* start Provided records *
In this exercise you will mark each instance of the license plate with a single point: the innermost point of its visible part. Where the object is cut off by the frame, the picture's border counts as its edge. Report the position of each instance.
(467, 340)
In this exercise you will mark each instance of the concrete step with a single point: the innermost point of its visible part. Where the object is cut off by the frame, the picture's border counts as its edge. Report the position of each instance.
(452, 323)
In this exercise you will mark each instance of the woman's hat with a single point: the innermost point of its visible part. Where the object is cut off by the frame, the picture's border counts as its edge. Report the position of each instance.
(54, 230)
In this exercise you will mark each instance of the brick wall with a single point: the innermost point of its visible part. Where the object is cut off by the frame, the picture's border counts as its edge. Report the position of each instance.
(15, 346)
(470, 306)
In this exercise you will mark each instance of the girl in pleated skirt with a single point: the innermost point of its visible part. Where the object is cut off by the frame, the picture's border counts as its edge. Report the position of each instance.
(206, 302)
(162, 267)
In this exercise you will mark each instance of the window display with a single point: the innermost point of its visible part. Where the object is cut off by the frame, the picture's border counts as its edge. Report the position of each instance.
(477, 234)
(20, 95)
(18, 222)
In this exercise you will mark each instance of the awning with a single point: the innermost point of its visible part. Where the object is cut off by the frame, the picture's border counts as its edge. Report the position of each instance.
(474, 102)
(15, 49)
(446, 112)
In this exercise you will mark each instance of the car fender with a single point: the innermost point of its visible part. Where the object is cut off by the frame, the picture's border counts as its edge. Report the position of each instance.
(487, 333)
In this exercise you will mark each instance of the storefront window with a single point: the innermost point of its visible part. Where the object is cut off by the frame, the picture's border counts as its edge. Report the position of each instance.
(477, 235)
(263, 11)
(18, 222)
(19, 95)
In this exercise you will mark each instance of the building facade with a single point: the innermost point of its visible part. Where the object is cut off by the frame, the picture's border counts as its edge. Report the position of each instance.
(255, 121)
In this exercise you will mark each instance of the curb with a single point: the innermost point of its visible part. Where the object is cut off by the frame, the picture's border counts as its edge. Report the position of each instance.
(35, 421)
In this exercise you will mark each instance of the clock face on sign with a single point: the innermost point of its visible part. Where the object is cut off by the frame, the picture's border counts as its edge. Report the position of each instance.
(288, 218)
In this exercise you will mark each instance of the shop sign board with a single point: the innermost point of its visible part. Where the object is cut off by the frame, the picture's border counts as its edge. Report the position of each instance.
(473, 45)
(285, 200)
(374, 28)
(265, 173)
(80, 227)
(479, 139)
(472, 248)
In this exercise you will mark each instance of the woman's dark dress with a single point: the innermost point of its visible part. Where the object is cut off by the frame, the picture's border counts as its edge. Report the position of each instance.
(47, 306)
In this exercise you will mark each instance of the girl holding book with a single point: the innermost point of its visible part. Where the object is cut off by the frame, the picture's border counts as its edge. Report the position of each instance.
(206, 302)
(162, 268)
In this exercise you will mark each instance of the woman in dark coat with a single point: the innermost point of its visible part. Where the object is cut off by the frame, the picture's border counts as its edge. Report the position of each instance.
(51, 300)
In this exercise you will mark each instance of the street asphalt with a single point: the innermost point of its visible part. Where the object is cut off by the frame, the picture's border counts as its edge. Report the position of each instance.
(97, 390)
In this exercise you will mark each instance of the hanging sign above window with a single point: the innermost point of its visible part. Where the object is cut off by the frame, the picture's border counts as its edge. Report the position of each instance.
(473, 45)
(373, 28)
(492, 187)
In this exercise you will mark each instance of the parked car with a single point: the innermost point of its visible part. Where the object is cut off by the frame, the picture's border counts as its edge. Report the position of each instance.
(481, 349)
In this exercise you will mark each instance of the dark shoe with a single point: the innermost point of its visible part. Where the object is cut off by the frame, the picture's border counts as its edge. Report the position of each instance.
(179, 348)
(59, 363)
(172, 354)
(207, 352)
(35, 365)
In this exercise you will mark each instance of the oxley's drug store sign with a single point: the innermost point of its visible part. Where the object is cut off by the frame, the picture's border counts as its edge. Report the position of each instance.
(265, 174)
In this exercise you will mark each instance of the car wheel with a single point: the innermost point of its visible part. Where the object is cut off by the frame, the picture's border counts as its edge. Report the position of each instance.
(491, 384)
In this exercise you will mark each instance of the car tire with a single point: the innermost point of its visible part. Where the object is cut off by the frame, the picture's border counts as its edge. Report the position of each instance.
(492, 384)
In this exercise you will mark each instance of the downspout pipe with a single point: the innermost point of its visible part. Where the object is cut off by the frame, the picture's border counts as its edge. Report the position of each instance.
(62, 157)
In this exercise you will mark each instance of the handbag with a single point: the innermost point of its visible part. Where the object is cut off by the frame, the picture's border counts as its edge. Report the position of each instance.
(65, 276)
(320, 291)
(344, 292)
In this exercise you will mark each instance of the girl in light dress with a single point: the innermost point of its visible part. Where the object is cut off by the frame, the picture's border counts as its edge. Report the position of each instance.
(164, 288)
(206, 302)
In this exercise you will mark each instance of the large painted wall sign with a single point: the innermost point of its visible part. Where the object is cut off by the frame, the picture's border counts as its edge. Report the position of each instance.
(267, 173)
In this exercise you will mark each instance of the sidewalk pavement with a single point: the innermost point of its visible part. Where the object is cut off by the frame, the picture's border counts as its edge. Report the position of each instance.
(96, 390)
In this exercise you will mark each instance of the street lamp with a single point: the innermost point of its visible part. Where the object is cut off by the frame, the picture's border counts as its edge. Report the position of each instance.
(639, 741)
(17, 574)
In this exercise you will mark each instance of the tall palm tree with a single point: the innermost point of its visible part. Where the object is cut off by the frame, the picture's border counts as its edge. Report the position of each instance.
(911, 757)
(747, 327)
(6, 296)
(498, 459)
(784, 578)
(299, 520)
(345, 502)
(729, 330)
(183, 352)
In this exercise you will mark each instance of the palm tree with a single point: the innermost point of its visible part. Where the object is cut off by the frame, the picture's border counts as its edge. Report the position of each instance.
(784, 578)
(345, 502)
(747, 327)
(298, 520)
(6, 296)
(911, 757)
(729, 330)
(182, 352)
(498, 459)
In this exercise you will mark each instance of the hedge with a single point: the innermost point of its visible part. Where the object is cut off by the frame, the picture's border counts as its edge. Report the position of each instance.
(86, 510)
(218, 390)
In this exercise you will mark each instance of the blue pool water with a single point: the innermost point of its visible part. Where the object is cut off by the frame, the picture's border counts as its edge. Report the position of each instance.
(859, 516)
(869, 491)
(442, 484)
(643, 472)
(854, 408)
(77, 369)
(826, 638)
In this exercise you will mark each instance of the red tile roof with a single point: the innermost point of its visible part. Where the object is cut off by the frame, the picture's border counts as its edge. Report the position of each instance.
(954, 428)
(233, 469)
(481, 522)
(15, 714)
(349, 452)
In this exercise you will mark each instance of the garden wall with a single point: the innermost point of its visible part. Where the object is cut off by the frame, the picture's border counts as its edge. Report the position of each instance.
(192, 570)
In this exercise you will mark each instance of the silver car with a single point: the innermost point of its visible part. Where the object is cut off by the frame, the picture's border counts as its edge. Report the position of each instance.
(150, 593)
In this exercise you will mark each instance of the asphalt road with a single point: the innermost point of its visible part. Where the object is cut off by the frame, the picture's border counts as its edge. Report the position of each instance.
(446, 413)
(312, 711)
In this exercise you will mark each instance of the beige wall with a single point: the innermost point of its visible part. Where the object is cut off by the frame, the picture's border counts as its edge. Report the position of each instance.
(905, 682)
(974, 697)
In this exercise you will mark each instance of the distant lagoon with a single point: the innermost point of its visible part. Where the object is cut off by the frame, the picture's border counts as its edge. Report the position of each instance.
* end Provided records *
## Work instructions
Convert the lines above into a numbered list, leaving out any blank lines.

## Solution below
1. In this exercise you will mark each instance of the license plate with a single point: the innermost point of its visible part. Where the object is cut off by the frame, the picture's border counts as its edge. Report the position of each instance.
2. (467, 340)
3. In this exercise you will mark each instance of the concrete step with a single point: the innermost point of its visible part. Where the object is cut off by the frame, the picture's border counts as its edge. Report the position of each instance.
4. (452, 323)
5. In this exercise you will mark each instance of the woman's hat with a single point: the innermost point of its visible part. Where the object is cut off by the frame, the picture's border counts as its edge. Report the position of each instance.
6. (54, 230)
7. In this exercise you will mark each instance of the brick wall with a single point: the innermost point of its visible part. Where the object is cut off by the frame, the picture's border counts as its edge. Report the position of each instance.
8. (15, 346)
9. (470, 306)
10. In this exercise you will mark each instance of the girl in pleated skirt with a single point: the innermost point of its visible part. Where the object is cut off by the frame, the picture's border counts as its edge. Report the position of each instance.
11. (206, 302)
12. (162, 267)
13. In this exercise you will mark each instance of the window display with a single point: the innermost point of its visible part. Where the object is cut off by the frame, the picture's border counts as its edge. Report the position of each instance.
14. (477, 234)
15. (20, 95)
16. (18, 222)
17. In this exercise you will mark each instance of the awning with a single point: the innermost point of its visible part. Where the object is cut off by the frame, the picture's border counts as its edge. Report the position of each instance.
18. (474, 102)
19. (15, 49)
20. (446, 112)
21. In this exercise you will mark each instance of the car fender with a single point: the innermost point of its visible part. Where the object is cut off by the frame, the picture's border counts as its edge. Report the position of each instance.
22. (487, 333)
23. In this exercise you will mark each instance of the storefront window with a single point: the innermost point of its visible part. Where the object is cut off by the frame, the picture's border counts as its edge. Report the position of each instance.
24. (477, 235)
25. (263, 11)
26. (18, 222)
27. (19, 95)
28. In this exercise you will mark each instance of the building facade with a single point: the innermost point of its visible part. Where the object is cut off by the frame, the picture's border counts as its edge. Report the position of each instance.
29. (255, 121)
30. In this exercise you will mark each instance of the curb with a single point: the innermost point of its visible part. Where the object is cut off by the frame, the picture's border counts as its edge. Report the position of each instance.
31. (35, 421)
32. In this exercise you will mark each instance of the clock face on sign with a single point: the innermost point of its visible part. Where the object is cut off by the frame, the picture's border counts as its edge. Report the position of each instance.
33. (288, 218)
34. In this exercise you will mark each instance of the shop sign board with a single point: the innermost point of its visible part. Where the object is cut off by the frame, the picture's border counts as its edge. Report the position of each instance.
35. (473, 45)
36. (285, 200)
37. (374, 28)
38. (265, 173)
39. (80, 227)
40. (479, 139)
41. (472, 248)
42. In this exercise you will mark each instance of the woman's dark dress with a single point: the innermost point of its visible part. Where the object is cut off by the frame, the picture's border counts as its edge. Report the position of each instance.
43. (47, 306)
44. In this exercise you will mark each instance of the girl holding book with a single point: the innermost point of its visible part. Where the object is cut off by the frame, the picture's border counts as its edge. Report the position of each instance.
45. (206, 302)
46. (162, 268)
47. In this exercise you will mark each instance of the woman in dark coat with a single point: the innermost point of its visible part. Where the object is cut off by the frame, the picture's border counts as its edge. Report the position of each instance.
48. (51, 300)
49. In this exercise you will mark each instance of the street asphalt with a single point: the innermost point of its visible part. Where the object is cut off by the frame, the picture's border counts as its edge. Report the position of each instance.
50. (97, 390)
51. In this exercise you will mark each instance of the hanging sign above window with a single point: the innermost point of its visible part. Where the object is cut off by the frame, the picture's border counts as its edge. Report the position of each instance.
52. (473, 45)
53. (373, 28)
54. (492, 187)
55. In this exercise you will mark each instance of the parked car with a single point: the innermost point of its visible part. Where the object is cut off by the frame, the picture's border counts as its edge. Report the position of each instance.
56. (481, 349)
57. In this exercise you will mark each instance of the dark shoe with a single point: the innermost point of its visible part. Where the object is cut off by the frame, the picture's border counts as its edge. Report the position of each instance.
58. (179, 348)
59. (59, 363)
60. (172, 354)
61. (207, 352)
62. (35, 365)
63. In this exercise you will mark each instance of the oxley's drug store sign with a single point: the innermost point of its visible part. Where the object is cut off by the frame, the picture's border counts as its edge. Report the position of each instance.
64. (265, 174)
65. In this exercise you will mark each instance of the car wheel with a single point: the innermost point of its visible part. Where the object is cut off by the frame, the picture's border counts as its edge. Report the position of each instance.
66. (491, 384)
67. In this exercise you will mark each instance of the car tire with a single point: the innermost point of its visible part. Where the object is cut off by the frame, the picture's border counts as its edge. Report the position of each instance.
68. (492, 384)
69. In this exercise you will mark each instance of the downspout pipe with a single point: the innermost point of its visible part. Where the object is cut off by the frame, the picture's border counts as its edge. Report the position of each instance.
70. (62, 157)
71. In this exercise you will mark each instance of the handbag with a single point: the innermost point of its visible part. Where the object is cut off by the frame, the picture's border counts as its edge. Report the position of each instance.
72. (65, 276)
73. (320, 291)
74. (344, 292)
75. In this exercise you will mark each instance of the girl in light dress with a single point: the innermost point of its visible part. Where the object is cut off by the frame, the picture's border counts as its edge. Report the position of each instance.
76. (164, 288)
77. (206, 302)
78. In this exercise you will mark each instance of the large painted wall sign with a single point: the innermost point of its visible part. Where the object is cut off by the frame, the picture's border counts as its edge. Report the position of each instance.
79. (267, 173)
80. In this exercise you will mark each instance of the sidewalk pavement with a single point: the innermost point of its visible part. Where the object is cut off by the frame, the picture's border counts as its edge. Report the position of each instance.
81. (96, 390)
82. In this exercise you will mark each instance of the street lamp with a single point: the innermost point of its visible part. Where the object is cut off by the frame, the picture's border counts as its edge. Report the position of each instance.
83. (639, 741)
84. (17, 574)
85. In this exercise you will mark each instance of the tall palm tree with a single point: the innermost point of its visible part. Where the object is cut off by the frame, the picture's border counts as its edge. Report the position of each instance.
86. (911, 757)
87. (747, 327)
88. (6, 296)
89. (498, 459)
90. (784, 578)
91. (299, 520)
92. (345, 502)
93. (729, 330)
94. (183, 352)
95. In this exercise you will mark each instance of the palm tree with a single point: the innermost point of its visible part. Where the object is cut off by the frame, the picture's border counts as its edge. Report the position of each instance.
96. (784, 578)
97. (345, 502)
98. (747, 327)
99. (298, 520)
100. (6, 296)
101. (911, 757)
102. (729, 330)
103. (182, 352)
104. (498, 459)
105. In this exercise you will mark each instance of the hedge with a single point: the innermost point of its visible part. Where the object is cut off by the frame, the picture's border counts as its edge. Report the position of each instance.
106. (86, 510)
107. (218, 390)
108. In this exercise you will mark each instance of the blue pool water with a single point: the innermost point of its visible part. Where the object is cut off by the frame, the picture's border counts as its edge. Report the position of each instance.
109. (859, 516)
110. (869, 491)
111. (442, 484)
112. (643, 472)
113. (854, 408)
114. (77, 369)
115. (826, 638)
116. In this exercise you will mark each instance of the red tile roof with a single point: the innermost point of its visible part. Where the object is cut off by the frame, the picture's border counts as its edge. Report the position of each instance.
117. (954, 428)
118. (233, 469)
119. (481, 522)
120. (15, 714)
121. (349, 452)
122. In this exercise you will mark each instance of the garden wall with a single point: the innermost point of its visible part. Where the object is cut off by the frame, the picture's border counts as its edge. Report the position of each instance.
123. (192, 570)
124. In this exercise you will mark each instance of the silver car with a single point: the innermost point of its visible part. Where the object is cut off by the frame, the picture's border counts as its edge. Report the position of each instance.
125. (150, 593)
126. In this exercise you will mark each instance of the asphalt road with a single point: the innermost point of its visible part. Where the object is cut off by the frame, the picture's border counts as its edge. Report the position of each instance.
127. (446, 413)
128. (312, 711)
129. In this exercise you will mark each instance of the beige wall with a single point: the innermost point of its visible part. Where the object is cut off by the frame, the picture's border counts as its edge. Report the position of each instance.
130. (905, 682)
131. (974, 697)
132. In this exercise you will mark each instance of the distant lagoon with a single point: the innermost point of its visible part. Where the object is cut off by the frame, the picture's border counts as its edge. Report the position of each instance.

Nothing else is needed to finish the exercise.